▶ [WORK TASK]:
Write out the data below in full. Keep it exact.

▶ [RECORD SET]:
-- Opening Marker --

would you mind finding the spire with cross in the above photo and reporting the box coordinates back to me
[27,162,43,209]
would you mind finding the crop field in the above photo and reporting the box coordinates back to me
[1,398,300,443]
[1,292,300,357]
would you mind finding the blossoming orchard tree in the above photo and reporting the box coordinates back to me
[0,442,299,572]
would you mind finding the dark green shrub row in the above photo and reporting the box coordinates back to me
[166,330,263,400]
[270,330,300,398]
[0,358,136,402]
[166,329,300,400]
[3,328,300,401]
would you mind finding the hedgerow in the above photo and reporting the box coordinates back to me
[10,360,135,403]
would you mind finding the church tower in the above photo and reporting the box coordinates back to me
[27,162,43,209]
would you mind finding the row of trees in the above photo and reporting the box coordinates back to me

-- Closing Marker --

▶ [RESPONSE TO THIS EXERCISE]:
would you mind finding the spire with cross in the above photo and reporting the box coordinates back to me
[27,162,43,209]
would you mind finding the crop field in the above photo and reporting the box coordinates back to me
[1,398,300,443]
[1,292,300,357]
would you mind finding the blossoming orchard tree in the above photo and reporting the box coordinates back to me
[0,442,299,572]
would you mind finding the dark green shrub row in the above photo and reporting the box coordinates back to me
[166,330,263,400]
[270,330,300,398]
[0,358,136,402]
[166,329,300,400]
[3,328,300,401]
would you mind finding the hedgerow in the above photo and reporting the box coordinates back to me
[10,360,135,403]
would you mind finding the church tower in the above photo and reporting the box coordinates back to me
[27,162,43,209]
would you mind finding the row of trees in the above photo and reporting the box coordinates back to me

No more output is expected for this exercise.